Problems with the Common Core explained

by David Safier

Anthony Cody, a blogger at Education Week and one of the founders of The Network for Public Education along with Diane Ravitch (and Tucson's own Robin Hiller) has written the best analysis of the problems with the Common Core I've read. First he wrote Common Core Standards: Ten Colossal Errors, a long but readable breakdown of some of the weaknesses inherent in the concept. He asked people to find errors in his analysis. No one did, but naturally, some people disagreed with his conclusions. So he followed up with The Door We Open When We Defeat the Common Core.

I won't try to excerpt what he's written. This is for educators and others who are seriously interested in the Common Core, and pulling it apart would weaken what he has to say. I hope his posts aren't hidden behind a fire wall (most of the Education Week website is subscription only), because what Cody has written should be widely read.

One response to “Problems with the Common Core explained

  1. Cody is no heavyweight:

    Error #1: The process by which the Common Core standards were developed and adopted was undemocratic.

    Response: Are they good standards or not? Steve Jobs was a complete totalitarian yet he produced great products. Democratically produced standards have lacked quality, being both too low in expectations and too bloated in focus.

    Error #2: The Common Core State Standards violate what we know about how children develop and grow.

    Response: Absolutely no evidence behind this statement which is the opposite of the truth. Look at the algebra results in this country, 35% of our 8th graders take algebra, yet only 1% solve relatively simple prealgebra problems. The Common Core State Standards are based on the actual measured ability of our students.

    Error #3: The Common Core is inspired by a vision of market-driven innovation enabled by standardization of curriculum, tests, and ultimately, our children themselves.

    Response: This is an argument against all standards, not against Common Core State Standards. Reading by third grade, knowing your multiplication tables, developing good writing skills, these standards don’t standardize our children, they prepare our children to blossom in a thousand different directions in this great nation. Failure to achieve these standards, standardizes our children in a mold of failure.

    Error #4: The Common Core creates a rigid set of performance expectations for every grade level, and results in tightly controlled instructional timelines and curriculum.

    Response: Good schools don’t run under tightly controlled instructional timelines and curriculum. Only if you run a poor school that is incapable of actually achieving these standards.

    Error #5: The Common Core was designed to be implemented through an expanding regime of high-stakes tests, which will consume an unhealthy amount of time and money.

    This could be said of any set of standards and could be false of any set.

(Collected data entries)
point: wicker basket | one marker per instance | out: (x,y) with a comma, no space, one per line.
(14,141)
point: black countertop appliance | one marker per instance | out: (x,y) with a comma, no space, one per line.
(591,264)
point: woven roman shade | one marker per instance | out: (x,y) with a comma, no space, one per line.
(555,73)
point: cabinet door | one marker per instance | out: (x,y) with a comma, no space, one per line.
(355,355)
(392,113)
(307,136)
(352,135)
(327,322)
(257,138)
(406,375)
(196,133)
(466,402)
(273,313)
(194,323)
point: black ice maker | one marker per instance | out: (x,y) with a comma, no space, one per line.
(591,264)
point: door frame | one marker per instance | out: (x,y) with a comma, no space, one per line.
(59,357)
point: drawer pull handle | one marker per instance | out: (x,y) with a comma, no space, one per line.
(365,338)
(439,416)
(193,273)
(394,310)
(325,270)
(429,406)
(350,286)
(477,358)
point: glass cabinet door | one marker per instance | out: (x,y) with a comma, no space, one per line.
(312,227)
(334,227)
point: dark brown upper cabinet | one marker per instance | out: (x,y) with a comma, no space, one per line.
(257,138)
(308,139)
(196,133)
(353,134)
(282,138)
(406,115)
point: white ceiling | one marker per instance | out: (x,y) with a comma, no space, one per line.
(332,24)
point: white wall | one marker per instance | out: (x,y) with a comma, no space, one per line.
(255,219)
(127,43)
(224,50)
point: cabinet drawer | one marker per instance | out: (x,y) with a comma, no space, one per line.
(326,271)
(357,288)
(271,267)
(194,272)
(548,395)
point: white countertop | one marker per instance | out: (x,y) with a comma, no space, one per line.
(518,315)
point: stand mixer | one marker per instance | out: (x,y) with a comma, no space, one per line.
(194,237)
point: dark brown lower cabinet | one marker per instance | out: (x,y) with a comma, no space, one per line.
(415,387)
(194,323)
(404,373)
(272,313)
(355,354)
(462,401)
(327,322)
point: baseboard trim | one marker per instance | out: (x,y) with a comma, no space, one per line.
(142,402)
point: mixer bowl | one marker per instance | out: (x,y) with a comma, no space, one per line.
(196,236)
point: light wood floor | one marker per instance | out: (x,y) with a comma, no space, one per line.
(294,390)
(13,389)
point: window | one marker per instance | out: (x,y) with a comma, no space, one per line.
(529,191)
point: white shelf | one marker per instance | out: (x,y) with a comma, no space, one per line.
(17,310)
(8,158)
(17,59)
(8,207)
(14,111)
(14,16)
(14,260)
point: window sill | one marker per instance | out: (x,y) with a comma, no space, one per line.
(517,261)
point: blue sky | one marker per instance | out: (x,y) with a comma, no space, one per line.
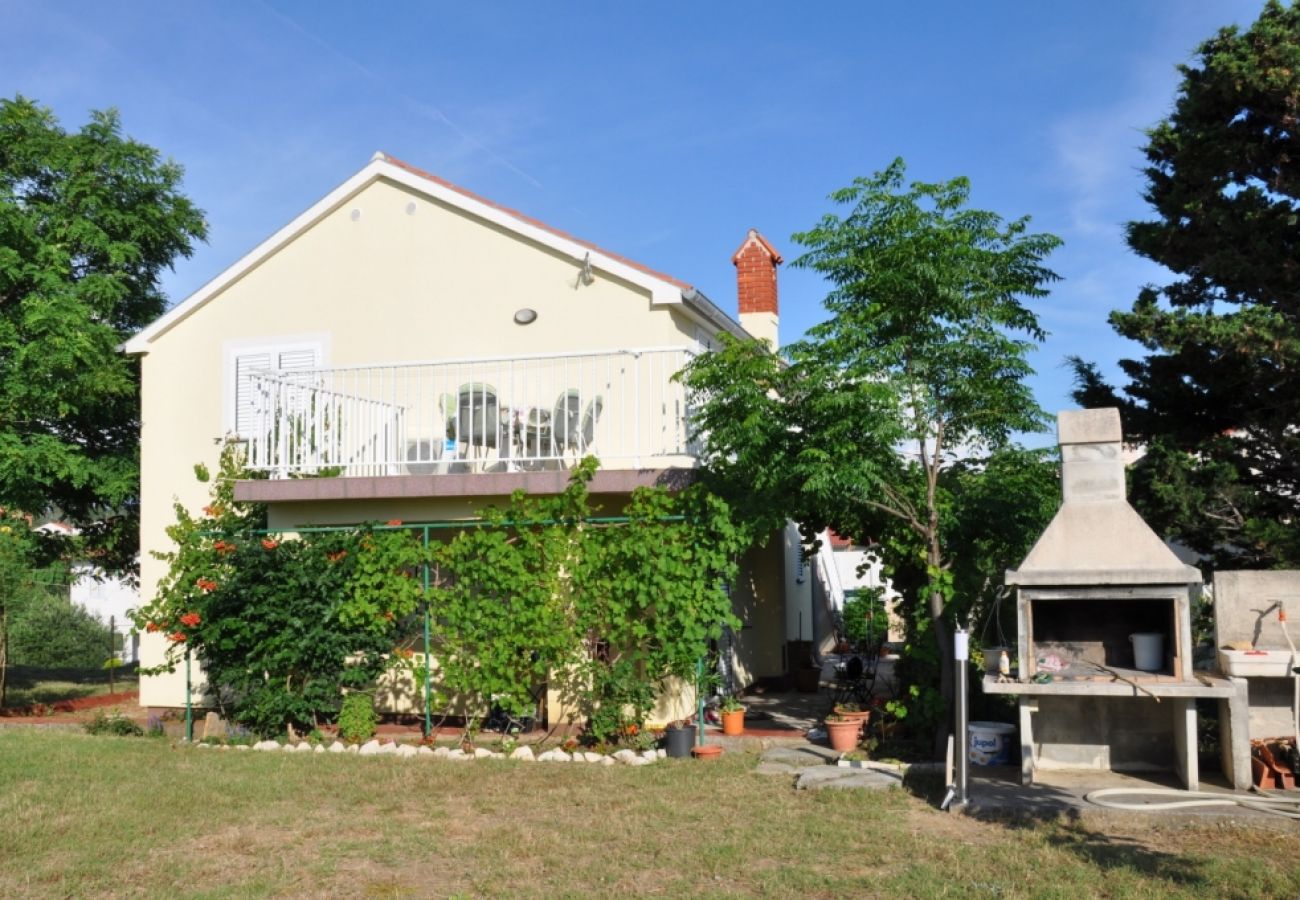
(662,132)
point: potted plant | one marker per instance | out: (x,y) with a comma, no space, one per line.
(856,713)
(677,739)
(733,715)
(841,732)
(706,751)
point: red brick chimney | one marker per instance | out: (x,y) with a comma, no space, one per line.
(755,286)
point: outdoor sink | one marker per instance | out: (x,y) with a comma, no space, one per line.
(1257,663)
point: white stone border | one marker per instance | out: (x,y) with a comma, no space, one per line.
(407,751)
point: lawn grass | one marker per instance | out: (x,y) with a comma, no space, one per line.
(87,816)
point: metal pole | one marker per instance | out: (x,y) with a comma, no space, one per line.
(428,665)
(189,705)
(961,753)
(700,701)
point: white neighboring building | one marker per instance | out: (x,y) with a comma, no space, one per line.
(850,559)
(105,597)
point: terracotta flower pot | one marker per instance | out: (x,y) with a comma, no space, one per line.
(844,735)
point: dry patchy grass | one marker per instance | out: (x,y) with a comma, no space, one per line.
(100,816)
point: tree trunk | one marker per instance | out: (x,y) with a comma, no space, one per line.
(944,641)
(4,652)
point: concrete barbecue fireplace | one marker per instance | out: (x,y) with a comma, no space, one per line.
(1105,641)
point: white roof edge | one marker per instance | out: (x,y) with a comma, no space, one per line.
(662,291)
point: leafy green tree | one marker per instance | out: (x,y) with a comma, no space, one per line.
(922,360)
(1217,396)
(87,224)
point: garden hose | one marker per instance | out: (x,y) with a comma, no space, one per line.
(1182,800)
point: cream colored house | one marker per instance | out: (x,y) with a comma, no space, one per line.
(428,351)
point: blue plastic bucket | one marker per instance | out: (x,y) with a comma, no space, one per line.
(991,743)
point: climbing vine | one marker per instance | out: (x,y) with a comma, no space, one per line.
(538,592)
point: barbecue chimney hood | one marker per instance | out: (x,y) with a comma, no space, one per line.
(1096,536)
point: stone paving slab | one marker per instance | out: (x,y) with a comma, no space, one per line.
(843,779)
(801,756)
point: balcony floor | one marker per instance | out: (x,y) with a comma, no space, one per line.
(458,484)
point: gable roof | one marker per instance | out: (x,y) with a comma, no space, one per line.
(663,289)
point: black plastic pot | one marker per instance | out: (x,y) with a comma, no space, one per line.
(679,740)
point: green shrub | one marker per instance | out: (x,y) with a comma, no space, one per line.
(865,617)
(47,630)
(356,718)
(113,725)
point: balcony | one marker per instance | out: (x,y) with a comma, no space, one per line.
(510,414)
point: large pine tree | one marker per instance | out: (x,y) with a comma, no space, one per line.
(1217,396)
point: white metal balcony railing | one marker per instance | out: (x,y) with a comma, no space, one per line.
(471,415)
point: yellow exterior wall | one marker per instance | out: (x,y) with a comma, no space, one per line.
(389,276)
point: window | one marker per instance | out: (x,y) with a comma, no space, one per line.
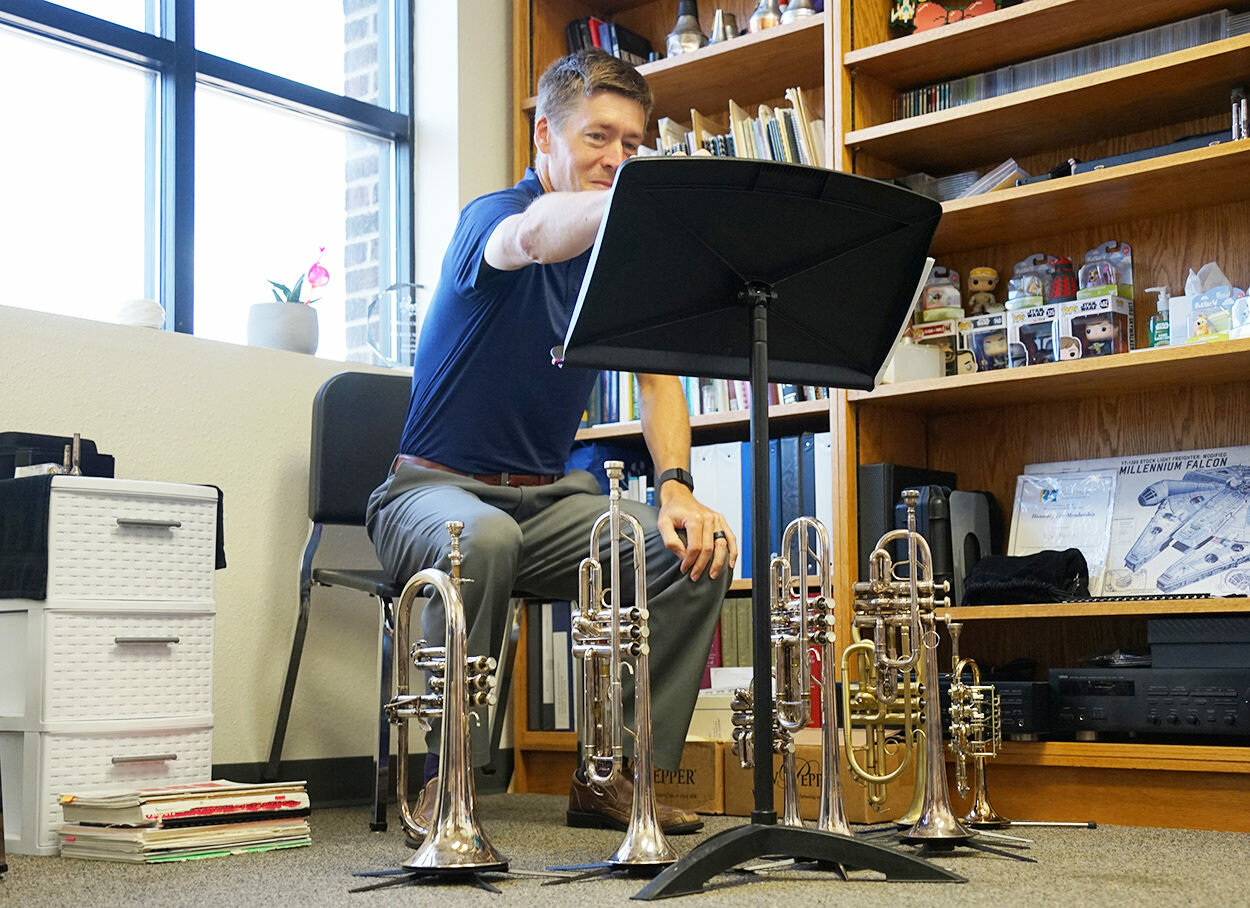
(150,165)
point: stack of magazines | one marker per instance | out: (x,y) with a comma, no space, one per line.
(204,819)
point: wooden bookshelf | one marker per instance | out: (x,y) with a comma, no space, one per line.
(1018,33)
(1178,211)
(1101,198)
(1155,91)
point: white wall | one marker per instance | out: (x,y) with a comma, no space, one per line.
(176,408)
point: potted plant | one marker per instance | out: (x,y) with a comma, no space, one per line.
(289,323)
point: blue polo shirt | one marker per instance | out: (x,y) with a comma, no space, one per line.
(485,394)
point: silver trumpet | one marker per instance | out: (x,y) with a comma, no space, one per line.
(458,683)
(608,637)
(900,609)
(799,620)
(975,733)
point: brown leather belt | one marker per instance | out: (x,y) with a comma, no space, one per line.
(513,479)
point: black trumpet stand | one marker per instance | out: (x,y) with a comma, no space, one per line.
(743,269)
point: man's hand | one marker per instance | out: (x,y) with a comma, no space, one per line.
(679,509)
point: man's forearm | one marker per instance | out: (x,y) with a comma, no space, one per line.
(555,228)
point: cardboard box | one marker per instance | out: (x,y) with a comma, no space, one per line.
(699,783)
(713,716)
(740,793)
(945,337)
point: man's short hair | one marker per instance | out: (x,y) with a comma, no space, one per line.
(580,75)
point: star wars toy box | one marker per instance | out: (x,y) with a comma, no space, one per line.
(985,338)
(1095,327)
(945,337)
(1033,334)
(1179,522)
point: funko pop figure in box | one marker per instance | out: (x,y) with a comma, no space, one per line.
(1100,334)
(1069,348)
(981,283)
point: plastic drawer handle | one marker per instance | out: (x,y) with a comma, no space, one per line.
(146,758)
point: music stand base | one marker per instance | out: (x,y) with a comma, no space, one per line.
(731,847)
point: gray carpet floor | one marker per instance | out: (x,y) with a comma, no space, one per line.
(1109,866)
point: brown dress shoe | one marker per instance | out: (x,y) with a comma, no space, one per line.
(609,807)
(423,814)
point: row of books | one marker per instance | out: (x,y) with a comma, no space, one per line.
(185,822)
(775,134)
(1070,64)
(590,31)
(615,397)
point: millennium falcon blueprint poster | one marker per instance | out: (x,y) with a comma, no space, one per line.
(1180,522)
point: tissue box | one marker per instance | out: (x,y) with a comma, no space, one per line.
(1033,335)
(1095,327)
(985,337)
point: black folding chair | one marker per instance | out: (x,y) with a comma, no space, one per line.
(356,424)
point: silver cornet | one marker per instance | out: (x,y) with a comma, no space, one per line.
(458,683)
(975,732)
(799,620)
(608,637)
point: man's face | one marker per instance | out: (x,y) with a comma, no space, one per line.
(600,133)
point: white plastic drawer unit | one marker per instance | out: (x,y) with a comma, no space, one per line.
(129,539)
(133,665)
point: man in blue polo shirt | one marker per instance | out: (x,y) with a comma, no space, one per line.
(491,423)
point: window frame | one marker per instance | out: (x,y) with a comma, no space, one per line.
(179,68)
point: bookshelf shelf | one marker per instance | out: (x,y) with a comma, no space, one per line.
(735,423)
(1143,189)
(1016,33)
(760,65)
(1111,756)
(1150,93)
(1110,608)
(1156,369)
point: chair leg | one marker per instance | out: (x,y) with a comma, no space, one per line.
(293,665)
(504,677)
(381,757)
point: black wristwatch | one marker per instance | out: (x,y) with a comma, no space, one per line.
(680,475)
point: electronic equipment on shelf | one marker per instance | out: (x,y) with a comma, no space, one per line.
(1210,702)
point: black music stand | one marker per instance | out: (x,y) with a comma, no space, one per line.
(744,269)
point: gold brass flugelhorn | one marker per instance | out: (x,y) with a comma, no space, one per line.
(900,609)
(605,633)
(799,620)
(458,682)
(975,733)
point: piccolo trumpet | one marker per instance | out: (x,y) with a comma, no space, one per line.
(458,682)
(975,733)
(898,603)
(609,638)
(799,620)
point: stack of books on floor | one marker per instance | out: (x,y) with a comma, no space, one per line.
(204,819)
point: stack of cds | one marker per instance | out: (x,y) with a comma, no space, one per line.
(1070,64)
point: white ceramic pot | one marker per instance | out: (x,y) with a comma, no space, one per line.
(283,327)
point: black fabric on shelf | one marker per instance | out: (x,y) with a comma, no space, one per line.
(1048,575)
(24,537)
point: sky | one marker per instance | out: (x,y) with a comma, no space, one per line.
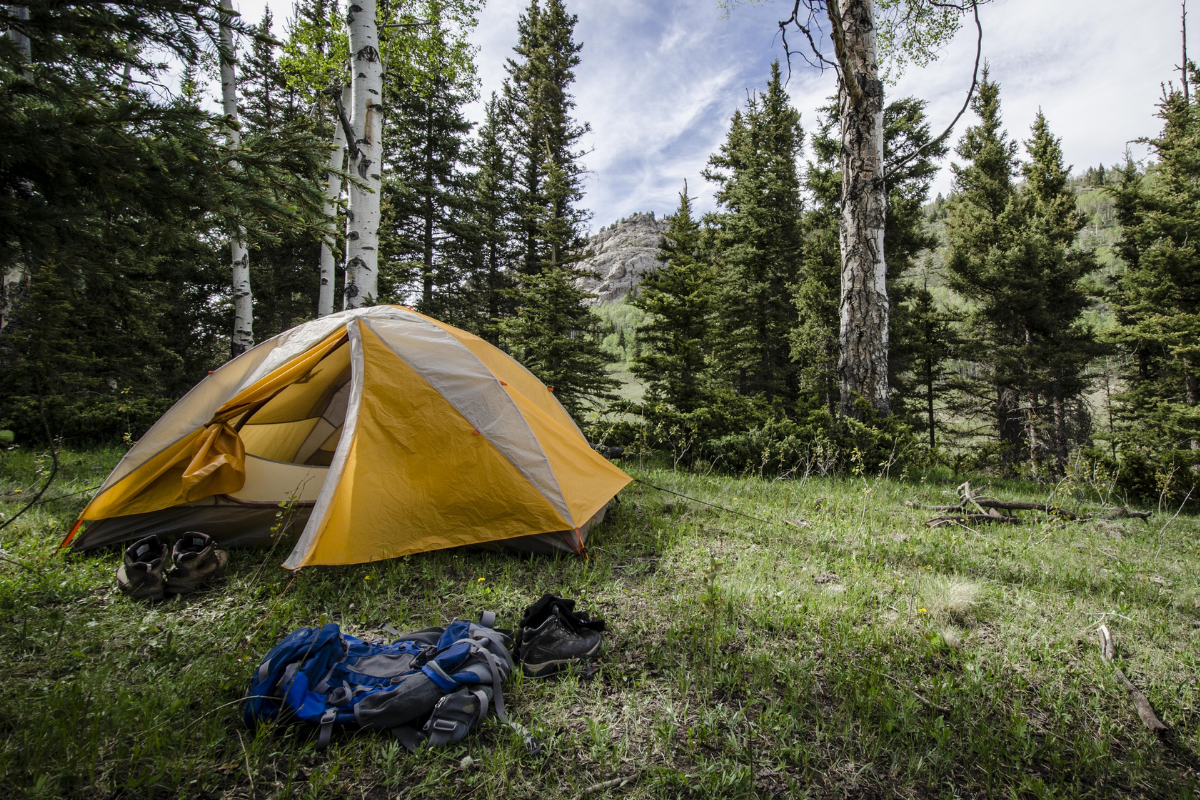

The tasks »
#1 Answer these questions about the Common Core post.
(a) Which website does the post say is mostly subscription only?
(b) In the response to Error #2, what percentage of 8th graders is said to take algebra?
(c) In the response to Error #1, who is described as a complete totalitarian who produced great products?
#2 Copy the Common Core post word for word, everything from "Response: Good schools" down to "of any set.".

Solutions in order »
#1
(a) The Education Week website
(b) 35%
(c) Steve Jobs

#2
Response: Good schools don’t run under tightly controlled instructional timelines and curriculum. Only if you run a poor school that is incapable of actually achieving these standards.

    Error #5: The Common Core was designed to be implemented through an expanding regime of high-stakes tests, which will consume an unhealthy amount of time and money.

    This could be said of any set of standards and could be false of any set.